▶ [Assignment]:
The required output is the whole listing below, unchanged.

====

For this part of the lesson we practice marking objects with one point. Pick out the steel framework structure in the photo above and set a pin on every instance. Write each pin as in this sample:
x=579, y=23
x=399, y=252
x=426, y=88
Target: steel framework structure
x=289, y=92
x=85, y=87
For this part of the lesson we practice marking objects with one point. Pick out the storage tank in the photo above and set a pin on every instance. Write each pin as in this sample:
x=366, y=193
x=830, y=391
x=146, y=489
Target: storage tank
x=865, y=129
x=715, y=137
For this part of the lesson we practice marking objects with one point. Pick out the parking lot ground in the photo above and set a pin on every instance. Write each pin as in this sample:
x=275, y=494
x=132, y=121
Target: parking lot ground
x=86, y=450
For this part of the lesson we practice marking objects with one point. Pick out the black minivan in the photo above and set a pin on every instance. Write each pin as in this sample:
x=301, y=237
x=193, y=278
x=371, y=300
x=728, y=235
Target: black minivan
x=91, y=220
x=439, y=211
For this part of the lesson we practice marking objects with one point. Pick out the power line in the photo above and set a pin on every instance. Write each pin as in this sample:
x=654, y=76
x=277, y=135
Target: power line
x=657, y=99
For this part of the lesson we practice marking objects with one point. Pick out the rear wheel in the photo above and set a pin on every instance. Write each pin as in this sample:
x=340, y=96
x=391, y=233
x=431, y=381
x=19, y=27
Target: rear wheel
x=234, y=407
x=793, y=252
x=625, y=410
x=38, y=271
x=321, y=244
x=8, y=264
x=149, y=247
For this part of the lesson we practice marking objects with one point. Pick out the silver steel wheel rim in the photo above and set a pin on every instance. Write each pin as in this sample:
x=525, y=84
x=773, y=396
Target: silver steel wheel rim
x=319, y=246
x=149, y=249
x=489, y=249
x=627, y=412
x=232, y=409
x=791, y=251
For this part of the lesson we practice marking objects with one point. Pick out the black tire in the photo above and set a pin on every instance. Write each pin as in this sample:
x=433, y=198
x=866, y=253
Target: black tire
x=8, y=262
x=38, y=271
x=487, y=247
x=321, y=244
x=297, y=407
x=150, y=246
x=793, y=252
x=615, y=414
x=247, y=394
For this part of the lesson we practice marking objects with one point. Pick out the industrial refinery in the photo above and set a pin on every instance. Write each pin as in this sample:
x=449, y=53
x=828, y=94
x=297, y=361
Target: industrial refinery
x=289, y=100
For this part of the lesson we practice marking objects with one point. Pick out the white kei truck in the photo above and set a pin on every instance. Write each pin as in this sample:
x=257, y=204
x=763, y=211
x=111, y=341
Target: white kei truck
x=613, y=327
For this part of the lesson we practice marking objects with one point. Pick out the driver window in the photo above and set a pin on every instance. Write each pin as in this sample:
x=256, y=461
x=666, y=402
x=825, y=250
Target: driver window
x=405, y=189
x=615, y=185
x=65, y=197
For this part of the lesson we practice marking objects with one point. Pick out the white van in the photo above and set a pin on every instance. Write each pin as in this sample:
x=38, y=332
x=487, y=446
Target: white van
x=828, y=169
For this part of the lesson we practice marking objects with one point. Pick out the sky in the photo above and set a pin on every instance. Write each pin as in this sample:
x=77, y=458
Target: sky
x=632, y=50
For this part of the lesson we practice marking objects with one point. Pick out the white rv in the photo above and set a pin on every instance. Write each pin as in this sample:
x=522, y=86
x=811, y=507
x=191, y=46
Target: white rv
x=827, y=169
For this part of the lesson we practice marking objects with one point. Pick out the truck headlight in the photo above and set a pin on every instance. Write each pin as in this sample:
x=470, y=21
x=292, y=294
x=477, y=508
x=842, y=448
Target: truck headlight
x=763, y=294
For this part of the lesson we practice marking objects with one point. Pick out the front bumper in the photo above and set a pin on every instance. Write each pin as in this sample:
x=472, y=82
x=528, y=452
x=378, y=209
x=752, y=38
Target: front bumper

====

▶ [Exercise result]:
For this part of the lesson we practice marking objects with one point. Pick out the steel framework structure in the photo above and set a pin on every instance. Write each pin as in this sample:
x=579, y=23
x=399, y=252
x=426, y=88
Target: steel framework structure
x=289, y=92
x=85, y=87
For this part of the lesson we practice marking objects with one point. Pick out the storage tank in the photo above and set a pin on every instance. Write each pin as in this sample:
x=366, y=193
x=830, y=391
x=146, y=489
Target: storage tank
x=865, y=129
x=715, y=137
For this part of the lesson we practice marking objects with one point. Pick out the parking lot ground in the photo above and set a pin on every instance. Write each pin as in this sample:
x=275, y=494
x=132, y=121
Target: parking lot ground
x=86, y=450
For this part of the lesson we practice marking objects with one point. Pick out the black minivan in the photo above and set a pin on every instance. Write each pin as in this sample:
x=301, y=237
x=193, y=278
x=371, y=300
x=728, y=235
Target: black minivan
x=91, y=220
x=439, y=211
For this part of the lesson we practice marking objects with one point. Pick out the power line in the photo above and set a pin on every instance. Write each pin as in this sample:
x=654, y=76
x=277, y=135
Target: power line
x=657, y=99
For this part of the lesson we practice marking objects with one point. Pick out the rear wheel in the photo above and set a pin on every instance. Write each pin as in this sample:
x=340, y=96
x=391, y=233
x=431, y=381
x=19, y=27
Target: rear wheel
x=234, y=407
x=793, y=252
x=625, y=410
x=38, y=271
x=321, y=244
x=8, y=264
x=149, y=247
For this part of the lesson we practice marking objects with one point. Pick out the silver steel wheel rim in the photo above and set a pin on every instance. Write each pin as in this sample:
x=525, y=84
x=773, y=396
Target: silver steel wheel rim
x=319, y=246
x=149, y=249
x=489, y=249
x=627, y=412
x=232, y=409
x=791, y=251
For this part of the lesson we practice marking objects with one point. Pick out the black tire in the photo above and set a pin on every instance. Write each pin as in this sample:
x=433, y=198
x=866, y=253
Target: black tire
x=8, y=262
x=38, y=271
x=487, y=247
x=321, y=244
x=297, y=407
x=150, y=246
x=793, y=252
x=615, y=414
x=247, y=394
For this part of the lesson we practice marking objects with one point. Pick out the industrial refinery in the photo above and set a pin on every instance. Write each pin as in this sample:
x=449, y=53
x=828, y=94
x=297, y=361
Target: industrial refinery
x=289, y=100
For this part of the lesson we practice marking objects with one point. Pick out the white kei truck in the photo above and set a pin on every instance. Write each pin as in this sample:
x=257, y=204
x=763, y=211
x=111, y=341
Target: white kei truck
x=613, y=327
For this part of the lesson we practice marking objects with one point. Pick out the driver window in the photo above and set a pin on every instance. Write each pin as in this sample:
x=256, y=461
x=666, y=402
x=825, y=250
Target: driver window
x=405, y=189
x=615, y=185
x=65, y=197
For this part of the lesson we practice marking objects with one point. Pick out the white van in the photo above and set a pin on every instance. Write each pin as in this sample:
x=38, y=332
x=487, y=446
Target: white van
x=828, y=169
For this part of the lesson we practice marking objects with one point. Pick out the sky in the photo above and set a pin on every instance. Write each pin as in this sample:
x=77, y=458
Target: sky
x=632, y=50
For this part of the lesson we practice marking objects with one point. Pick out the white rv in the photo above and set a pin on every instance. Write each pin as in this sample:
x=522, y=86
x=811, y=507
x=191, y=46
Target: white rv
x=827, y=169
For this part of the lesson we practice marking objects with one point. Pick out the truck headlight in the photo above and set a pin on every instance. Write each pin as in this sample:
x=470, y=21
x=292, y=294
x=477, y=508
x=842, y=448
Target: truck headlight
x=763, y=294
For this part of the lesson we practice marking objects with one point. Pick out the front bumper in the photo above and set a pin on every instance. Write each pin as in this sample:
x=472, y=82
x=528, y=452
x=378, y=209
x=752, y=38
Target: front bumper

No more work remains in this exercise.